We got up and walked, but this time he didn’t go ahead. We descended into Aviemore together and then went our separate ways.

I saw Stevie three days later in Ballater, my next village port-of-call. He and the woman he’d been hoping to meet were in a pub near my hostel, and he greeted me like an old friend. Which, in the strange time-dilation of the trail, I was.

 

Stevie looking back.

There are few obvious dangers on a wall across Scotland.  The Highlands require no technical climbing; the ground is padded like a gym mat; the spring and summer days are forgivingly long.  There are no bears and only one species of poisonous snake.  But that doesn’t mean there isn’t discomfort, as I found in the Cairngorms on the hardest day of my walk.

Like New Hampshire’s White Mountains, the Cairngorms aren’t terribly high, but they have harsh and changeable weather that is occasionally fatal to the ill-prepared and unlucky. At 2 in the afternoon, in the rain and with many miles already under my belt that day, I headed over one of the range’s plateaus to a place called the Fords of Avon.

 

For four hours I climbed a stony and windy trail that got stonier and windier the higher it went. Gusts staggered me. I ended up wearing almost all the clothing I’d brought — fleece, rain jacket, hat, mittens.

A peculiar attribute of Scotland’s round, bare hills is that you can rarely see the tops from below. What appears to be a summit turns out to be only the brow of a ridge, with another ascent beyond. That was the case on this climb. It seemed to go on forever.

When the ground finally leveled off, I estimated the wind was blowing about 50 mph and the temperature was in the high 30s. The grass tussocks were blown flat and the trail was littered with pink granite boulders. The descent, as I looked ahead, was going to have its own ups and downs.

When I got to my planned camping spot at 7:30 it was still raining, and blowing so hard it was difficult to pitch a tent. I was “proper knackered” — totally exhausted. Three or four tents were clustered around a wooden box one-third the size of a shipping container that serves as an emergency shelter for hikers and skiers. Inside, people were finishing dinner. Among them were two first-time Challengers — a 69-year-old nurse, Stella, and a 70-year-old retired professor of social work, Viv.

# YOUR TASKS
A. In the Scotland walking account, at what time did the writer reach the planned camping spot?
B. Please write out the part of the Scotland walking account starting with "Like New Hampshire’s" and going on through "go on forever.".

# EXTRACTED DATA
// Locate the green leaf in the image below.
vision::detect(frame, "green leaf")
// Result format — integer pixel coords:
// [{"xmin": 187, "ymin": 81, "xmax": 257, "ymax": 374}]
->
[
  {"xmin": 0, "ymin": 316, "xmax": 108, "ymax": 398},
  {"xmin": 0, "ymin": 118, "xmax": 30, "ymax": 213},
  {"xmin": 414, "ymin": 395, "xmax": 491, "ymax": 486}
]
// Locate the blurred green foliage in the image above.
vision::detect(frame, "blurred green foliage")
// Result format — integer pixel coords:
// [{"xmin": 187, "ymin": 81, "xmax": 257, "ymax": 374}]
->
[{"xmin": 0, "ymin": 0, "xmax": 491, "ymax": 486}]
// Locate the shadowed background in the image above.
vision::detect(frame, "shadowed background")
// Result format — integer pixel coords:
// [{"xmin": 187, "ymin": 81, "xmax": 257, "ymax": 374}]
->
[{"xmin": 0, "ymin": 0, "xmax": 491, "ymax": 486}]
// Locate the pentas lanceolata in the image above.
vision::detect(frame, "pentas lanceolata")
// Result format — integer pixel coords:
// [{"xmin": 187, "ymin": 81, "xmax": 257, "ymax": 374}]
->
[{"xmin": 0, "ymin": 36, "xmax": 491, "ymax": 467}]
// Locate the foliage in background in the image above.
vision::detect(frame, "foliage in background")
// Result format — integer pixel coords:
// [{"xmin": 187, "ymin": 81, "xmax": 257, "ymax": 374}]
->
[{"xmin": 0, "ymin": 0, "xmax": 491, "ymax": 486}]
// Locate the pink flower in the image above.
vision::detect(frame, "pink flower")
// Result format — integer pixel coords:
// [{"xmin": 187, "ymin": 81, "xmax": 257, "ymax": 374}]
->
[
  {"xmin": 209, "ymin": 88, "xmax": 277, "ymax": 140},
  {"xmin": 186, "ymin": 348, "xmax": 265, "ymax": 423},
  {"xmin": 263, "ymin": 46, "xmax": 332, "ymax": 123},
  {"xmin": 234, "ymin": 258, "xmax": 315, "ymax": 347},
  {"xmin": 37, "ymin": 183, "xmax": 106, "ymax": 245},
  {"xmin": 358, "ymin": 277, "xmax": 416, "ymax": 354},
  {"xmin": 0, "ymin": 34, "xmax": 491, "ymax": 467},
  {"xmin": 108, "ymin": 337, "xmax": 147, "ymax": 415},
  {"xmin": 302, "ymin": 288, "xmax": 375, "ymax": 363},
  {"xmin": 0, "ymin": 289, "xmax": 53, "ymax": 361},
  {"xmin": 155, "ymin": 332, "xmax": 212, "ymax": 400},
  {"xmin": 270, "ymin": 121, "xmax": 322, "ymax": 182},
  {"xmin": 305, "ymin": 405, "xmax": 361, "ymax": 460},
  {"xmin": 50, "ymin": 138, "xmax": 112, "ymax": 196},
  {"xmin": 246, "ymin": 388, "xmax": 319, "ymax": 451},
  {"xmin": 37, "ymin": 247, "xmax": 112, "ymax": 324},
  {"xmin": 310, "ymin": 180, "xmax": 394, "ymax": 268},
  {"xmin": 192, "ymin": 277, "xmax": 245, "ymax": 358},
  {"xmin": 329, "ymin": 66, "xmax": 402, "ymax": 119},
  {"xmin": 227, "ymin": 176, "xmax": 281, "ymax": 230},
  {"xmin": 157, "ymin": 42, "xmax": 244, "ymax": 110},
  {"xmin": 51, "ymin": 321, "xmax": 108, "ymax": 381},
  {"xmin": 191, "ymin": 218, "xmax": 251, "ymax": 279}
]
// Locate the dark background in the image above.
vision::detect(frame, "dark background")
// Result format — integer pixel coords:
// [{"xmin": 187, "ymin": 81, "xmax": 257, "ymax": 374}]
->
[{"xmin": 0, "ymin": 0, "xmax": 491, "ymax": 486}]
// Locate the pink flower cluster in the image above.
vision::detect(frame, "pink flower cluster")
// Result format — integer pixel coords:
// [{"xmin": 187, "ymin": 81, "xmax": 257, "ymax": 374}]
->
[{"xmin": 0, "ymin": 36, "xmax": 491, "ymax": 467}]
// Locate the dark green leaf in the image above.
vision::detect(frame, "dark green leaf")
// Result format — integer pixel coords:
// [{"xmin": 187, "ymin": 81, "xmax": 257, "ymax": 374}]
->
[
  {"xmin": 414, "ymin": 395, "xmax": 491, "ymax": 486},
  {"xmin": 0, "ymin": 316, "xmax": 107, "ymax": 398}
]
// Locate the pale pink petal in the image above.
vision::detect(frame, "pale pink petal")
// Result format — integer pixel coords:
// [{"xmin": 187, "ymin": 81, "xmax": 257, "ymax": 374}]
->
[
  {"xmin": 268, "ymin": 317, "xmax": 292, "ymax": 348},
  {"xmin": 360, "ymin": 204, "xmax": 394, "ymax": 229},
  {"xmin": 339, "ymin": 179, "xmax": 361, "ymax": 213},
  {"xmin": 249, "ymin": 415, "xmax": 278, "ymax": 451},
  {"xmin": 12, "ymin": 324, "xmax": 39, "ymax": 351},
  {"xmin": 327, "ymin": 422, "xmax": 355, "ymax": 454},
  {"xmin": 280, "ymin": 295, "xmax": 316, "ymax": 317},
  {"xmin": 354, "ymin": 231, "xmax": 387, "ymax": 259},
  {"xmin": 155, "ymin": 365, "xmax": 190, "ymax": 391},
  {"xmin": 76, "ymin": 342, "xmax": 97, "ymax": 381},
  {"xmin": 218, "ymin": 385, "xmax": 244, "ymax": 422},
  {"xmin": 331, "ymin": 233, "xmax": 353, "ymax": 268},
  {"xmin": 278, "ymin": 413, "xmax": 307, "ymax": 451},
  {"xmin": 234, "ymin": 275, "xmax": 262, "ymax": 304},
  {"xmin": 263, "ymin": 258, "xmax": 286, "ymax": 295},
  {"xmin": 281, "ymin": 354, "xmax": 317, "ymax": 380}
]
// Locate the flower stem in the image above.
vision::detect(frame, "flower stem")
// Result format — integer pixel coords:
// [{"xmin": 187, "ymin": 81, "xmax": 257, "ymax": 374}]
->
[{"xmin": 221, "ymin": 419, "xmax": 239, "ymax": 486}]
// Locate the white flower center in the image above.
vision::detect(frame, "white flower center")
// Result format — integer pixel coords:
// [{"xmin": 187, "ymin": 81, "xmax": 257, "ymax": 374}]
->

# SOLUTIONS TO THE PROBLEMS
A. 7:30

B.
Like New Hampshire’s White Mountains, the Cairngorms aren’t terribly high, but they have harsh and changeable weather that is occasionally fatal to the ill-prepared and unlucky. At 2 in the afternoon, in the rain and with many miles already under my belt that day, I headed over one of the range’s plateaus to a place called the Fords of Avon.

 

For four hours I climbed a stony and windy trail that got stonier and windier the higher it went. Gusts staggered me. I ended up wearing almost all the clothing I’d brought — fleece, rain jacket, hat, mittens.

A peculiar attribute of Scotland’s round, bare hills is that you can rarely see the tops from below. What appears to be a summit turns out to be only the brow of a ridge, with another ascent beyond. That was the case on this climb. It seemed to go on forever.